**What you will do**
From the line with "[locate] the blurred" down to the final line of the material below, quote every line exactly and leave out all lines before it.

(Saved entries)
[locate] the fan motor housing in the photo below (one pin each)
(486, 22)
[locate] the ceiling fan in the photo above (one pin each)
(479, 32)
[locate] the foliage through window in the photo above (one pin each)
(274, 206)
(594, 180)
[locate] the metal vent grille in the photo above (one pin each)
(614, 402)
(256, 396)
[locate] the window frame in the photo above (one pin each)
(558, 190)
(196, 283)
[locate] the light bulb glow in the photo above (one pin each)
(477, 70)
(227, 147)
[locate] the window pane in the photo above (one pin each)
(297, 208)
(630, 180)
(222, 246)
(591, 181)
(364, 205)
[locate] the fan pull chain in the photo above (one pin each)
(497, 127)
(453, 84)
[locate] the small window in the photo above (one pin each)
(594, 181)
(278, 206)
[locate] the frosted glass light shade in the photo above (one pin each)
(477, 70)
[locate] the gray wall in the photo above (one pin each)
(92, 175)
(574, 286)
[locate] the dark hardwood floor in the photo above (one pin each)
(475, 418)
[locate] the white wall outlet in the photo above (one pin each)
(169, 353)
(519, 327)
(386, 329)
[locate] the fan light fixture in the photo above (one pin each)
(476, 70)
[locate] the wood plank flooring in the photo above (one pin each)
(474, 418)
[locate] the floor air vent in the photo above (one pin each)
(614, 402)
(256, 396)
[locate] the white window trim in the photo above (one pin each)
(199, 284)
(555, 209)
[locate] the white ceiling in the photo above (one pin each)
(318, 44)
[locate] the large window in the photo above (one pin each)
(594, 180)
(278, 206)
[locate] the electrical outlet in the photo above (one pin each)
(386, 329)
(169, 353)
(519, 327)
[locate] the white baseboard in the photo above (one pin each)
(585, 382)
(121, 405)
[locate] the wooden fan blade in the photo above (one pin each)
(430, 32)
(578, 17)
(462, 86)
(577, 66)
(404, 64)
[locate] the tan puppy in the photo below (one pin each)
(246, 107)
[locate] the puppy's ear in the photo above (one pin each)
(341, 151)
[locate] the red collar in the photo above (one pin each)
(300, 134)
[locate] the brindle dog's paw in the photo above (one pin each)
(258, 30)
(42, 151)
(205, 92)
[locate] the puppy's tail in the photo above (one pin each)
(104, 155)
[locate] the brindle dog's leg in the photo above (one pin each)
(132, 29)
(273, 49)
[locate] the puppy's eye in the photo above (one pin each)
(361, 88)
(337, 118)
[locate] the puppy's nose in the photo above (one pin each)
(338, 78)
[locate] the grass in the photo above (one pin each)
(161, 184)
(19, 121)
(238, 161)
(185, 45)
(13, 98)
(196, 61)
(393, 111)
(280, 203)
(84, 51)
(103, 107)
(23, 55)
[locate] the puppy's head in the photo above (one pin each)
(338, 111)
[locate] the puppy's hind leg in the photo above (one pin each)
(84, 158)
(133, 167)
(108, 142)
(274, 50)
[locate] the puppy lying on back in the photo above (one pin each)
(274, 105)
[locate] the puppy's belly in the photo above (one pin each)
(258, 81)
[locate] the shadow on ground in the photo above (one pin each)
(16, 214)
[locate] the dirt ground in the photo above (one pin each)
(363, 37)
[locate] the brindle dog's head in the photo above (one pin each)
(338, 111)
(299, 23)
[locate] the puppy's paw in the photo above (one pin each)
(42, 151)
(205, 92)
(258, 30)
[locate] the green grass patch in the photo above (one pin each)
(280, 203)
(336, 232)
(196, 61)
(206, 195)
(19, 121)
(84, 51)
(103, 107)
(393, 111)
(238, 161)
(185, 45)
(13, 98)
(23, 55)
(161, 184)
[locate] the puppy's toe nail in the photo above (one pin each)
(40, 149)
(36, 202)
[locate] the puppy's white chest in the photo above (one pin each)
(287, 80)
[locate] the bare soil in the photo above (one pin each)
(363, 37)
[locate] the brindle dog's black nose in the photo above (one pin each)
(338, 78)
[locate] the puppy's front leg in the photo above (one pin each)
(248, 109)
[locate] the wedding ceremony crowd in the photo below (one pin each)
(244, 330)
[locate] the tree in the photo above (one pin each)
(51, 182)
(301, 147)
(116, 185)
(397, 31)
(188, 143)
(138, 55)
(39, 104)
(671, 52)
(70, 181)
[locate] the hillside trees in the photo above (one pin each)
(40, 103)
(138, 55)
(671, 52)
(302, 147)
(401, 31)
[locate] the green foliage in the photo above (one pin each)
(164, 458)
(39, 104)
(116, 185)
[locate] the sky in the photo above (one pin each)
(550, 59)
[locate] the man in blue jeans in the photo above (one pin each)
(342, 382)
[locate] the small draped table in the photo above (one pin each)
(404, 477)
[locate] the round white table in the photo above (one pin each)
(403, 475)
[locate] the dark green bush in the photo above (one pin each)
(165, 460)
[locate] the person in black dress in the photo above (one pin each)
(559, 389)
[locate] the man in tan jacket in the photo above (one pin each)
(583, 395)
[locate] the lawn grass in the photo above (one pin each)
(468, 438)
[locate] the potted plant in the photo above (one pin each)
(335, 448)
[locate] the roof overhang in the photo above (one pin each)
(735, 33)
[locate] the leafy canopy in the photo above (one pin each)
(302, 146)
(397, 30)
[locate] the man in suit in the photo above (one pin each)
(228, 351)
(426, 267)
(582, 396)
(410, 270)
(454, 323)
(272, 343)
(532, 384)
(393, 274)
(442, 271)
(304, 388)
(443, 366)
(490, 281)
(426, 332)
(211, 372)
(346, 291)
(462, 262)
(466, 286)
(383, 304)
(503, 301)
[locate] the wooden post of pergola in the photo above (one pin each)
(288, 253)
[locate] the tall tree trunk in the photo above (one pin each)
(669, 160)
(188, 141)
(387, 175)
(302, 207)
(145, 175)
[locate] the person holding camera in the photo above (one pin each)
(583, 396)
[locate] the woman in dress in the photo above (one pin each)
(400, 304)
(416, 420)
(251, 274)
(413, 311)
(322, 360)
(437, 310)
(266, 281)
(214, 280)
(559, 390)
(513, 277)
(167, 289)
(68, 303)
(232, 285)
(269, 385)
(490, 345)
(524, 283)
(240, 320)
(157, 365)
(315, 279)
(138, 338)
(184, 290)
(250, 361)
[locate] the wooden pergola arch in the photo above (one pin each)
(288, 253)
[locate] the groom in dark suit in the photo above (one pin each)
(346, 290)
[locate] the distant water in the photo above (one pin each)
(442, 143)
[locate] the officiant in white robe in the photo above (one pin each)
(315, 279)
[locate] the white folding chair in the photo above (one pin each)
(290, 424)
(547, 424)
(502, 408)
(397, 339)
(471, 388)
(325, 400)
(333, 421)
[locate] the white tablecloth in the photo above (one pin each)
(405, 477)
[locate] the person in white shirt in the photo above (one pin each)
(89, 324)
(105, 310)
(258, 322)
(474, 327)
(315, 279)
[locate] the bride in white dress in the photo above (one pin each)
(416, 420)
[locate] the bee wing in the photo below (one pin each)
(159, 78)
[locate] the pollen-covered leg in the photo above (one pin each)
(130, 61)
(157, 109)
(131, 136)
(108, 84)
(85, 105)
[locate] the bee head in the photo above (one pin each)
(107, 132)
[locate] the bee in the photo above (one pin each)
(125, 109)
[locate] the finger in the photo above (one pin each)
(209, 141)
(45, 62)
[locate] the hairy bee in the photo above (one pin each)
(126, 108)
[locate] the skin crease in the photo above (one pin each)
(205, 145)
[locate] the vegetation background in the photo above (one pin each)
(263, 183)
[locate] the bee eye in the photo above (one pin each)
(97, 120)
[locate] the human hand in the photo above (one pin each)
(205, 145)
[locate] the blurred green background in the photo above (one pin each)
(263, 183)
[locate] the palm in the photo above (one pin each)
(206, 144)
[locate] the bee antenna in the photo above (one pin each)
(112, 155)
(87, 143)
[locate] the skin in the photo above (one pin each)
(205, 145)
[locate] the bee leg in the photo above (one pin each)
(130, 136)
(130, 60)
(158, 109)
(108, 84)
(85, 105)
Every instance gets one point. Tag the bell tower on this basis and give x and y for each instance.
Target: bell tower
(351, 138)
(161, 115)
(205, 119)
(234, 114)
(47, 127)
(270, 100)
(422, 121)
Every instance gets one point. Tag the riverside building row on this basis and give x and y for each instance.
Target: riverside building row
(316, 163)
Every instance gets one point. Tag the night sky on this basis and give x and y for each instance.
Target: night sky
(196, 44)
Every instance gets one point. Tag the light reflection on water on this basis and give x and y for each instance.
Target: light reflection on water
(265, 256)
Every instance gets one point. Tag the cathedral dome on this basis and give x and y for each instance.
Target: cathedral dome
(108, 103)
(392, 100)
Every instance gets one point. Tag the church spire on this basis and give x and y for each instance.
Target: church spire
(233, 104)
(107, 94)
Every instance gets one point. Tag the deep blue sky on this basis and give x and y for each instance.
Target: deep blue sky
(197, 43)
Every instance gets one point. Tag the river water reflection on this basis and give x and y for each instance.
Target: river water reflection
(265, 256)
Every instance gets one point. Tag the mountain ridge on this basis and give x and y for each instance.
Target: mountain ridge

**Solved problem**
[locate] the blurred green background in the photo above (one pin each)
(263, 183)
[locate] the palm in the photo above (one pin each)
(206, 144)
[locate] the bee antenna in the photo above (one pin each)
(112, 155)
(87, 143)
[locate] the skin in the photo above (one pin each)
(205, 145)
[locate] the bee leg in the photo above (one pin each)
(130, 136)
(130, 60)
(158, 109)
(108, 84)
(85, 105)
Every instance gets one point. Tag the bell tower on this basis and give x and y for each instance.
Target: bell tower
(351, 138)
(161, 115)
(205, 119)
(234, 114)
(47, 127)
(270, 100)
(422, 121)
Every instance gets one point. Tag the riverside building row on this basis and give x and y for each instance.
Target: riverside building row
(316, 163)
Every instance gets one point. Tag the night sky on this basis and give x and y for each instance.
Target: night sky
(196, 44)
Every instance gets one point. Tag the light reflection on water on this basis and give x and y for each instance.
Target: light reflection on water
(265, 256)
Every instance gets one point. Tag the cathedral dome on this basis and give x and y for each instance.
Target: cathedral dome
(108, 103)
(392, 100)
Every instance gets one point. Tag the church spire on this basis and give x and y for each instance.
Target: church spire
(233, 104)
(107, 94)
Every instance gets one point. Tag the deep blue sky on this basis and give x and y for each instance.
Target: deep blue sky
(197, 43)
Every instance gets one point. Tag the river water reflection on this basis and give x and y for each instance.
Target: river water reflection
(265, 256)
Every instance gets one point. Tag the mountain ridge on this basis and give x and y for each instance.
Target: mountain ridge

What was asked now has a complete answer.